What this task involves: Set the pictures aside and set down only the lines from the line holding "left=863, top=340, right=1215, bottom=680" through the end of the entries below, ends included.

Items listed in a dataset
********

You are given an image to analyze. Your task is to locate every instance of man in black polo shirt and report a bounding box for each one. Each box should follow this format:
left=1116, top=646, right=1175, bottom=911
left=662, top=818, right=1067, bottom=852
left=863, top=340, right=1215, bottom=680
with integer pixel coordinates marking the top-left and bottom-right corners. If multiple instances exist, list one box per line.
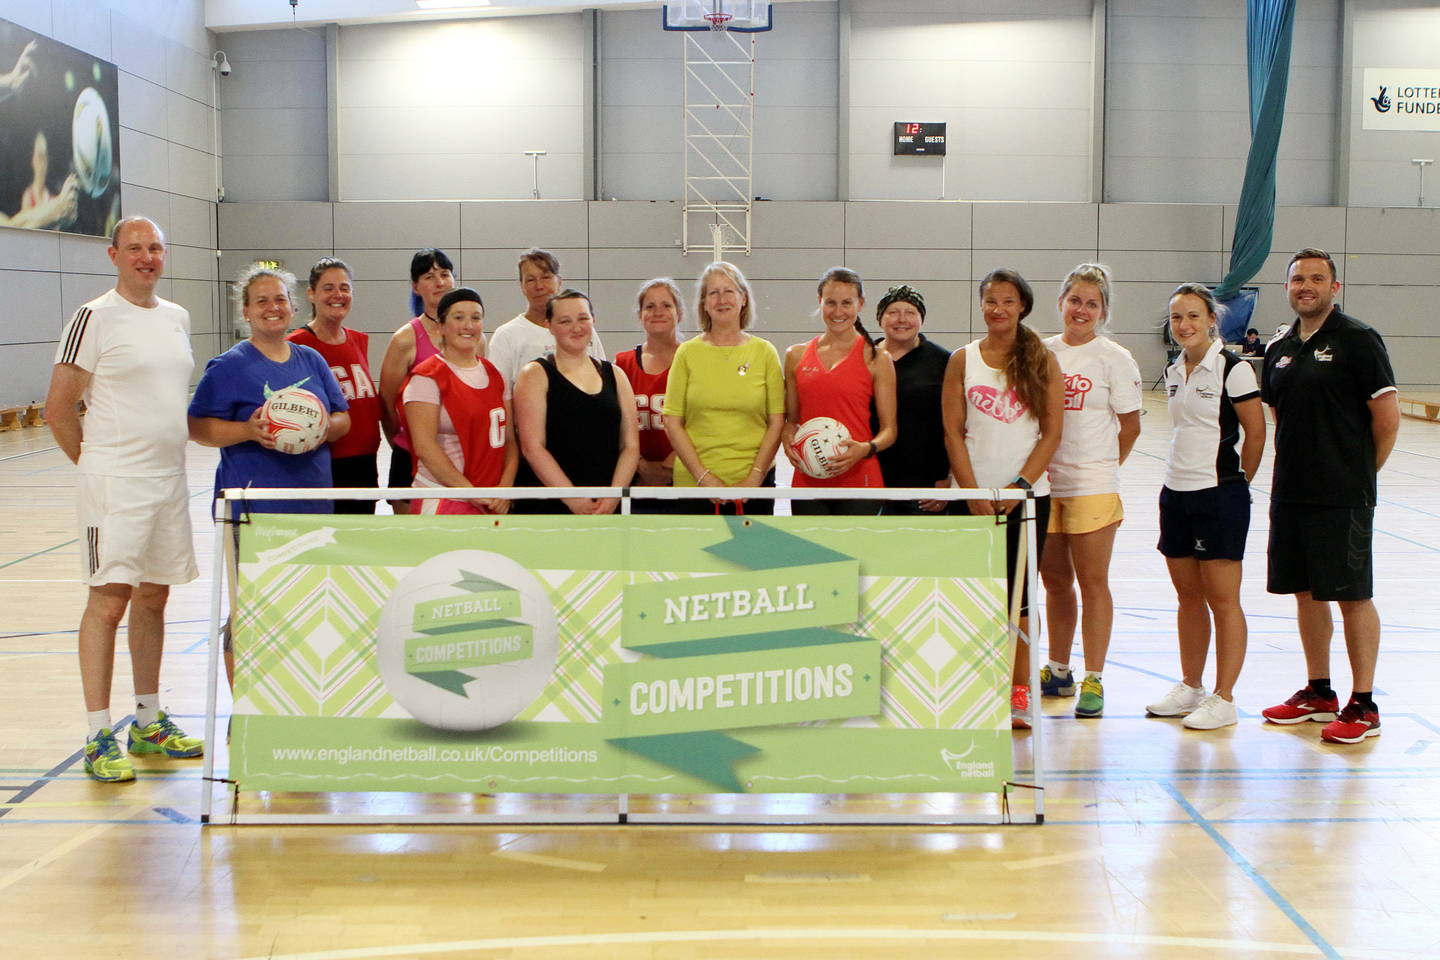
left=1259, top=248, right=1399, bottom=744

********

Answer area:
left=863, top=340, right=1215, bottom=680
with integer pixel coordinates marking the top-left and bottom-right corners. If multiple instances exist, list one box per line.
left=1259, top=248, right=1399, bottom=744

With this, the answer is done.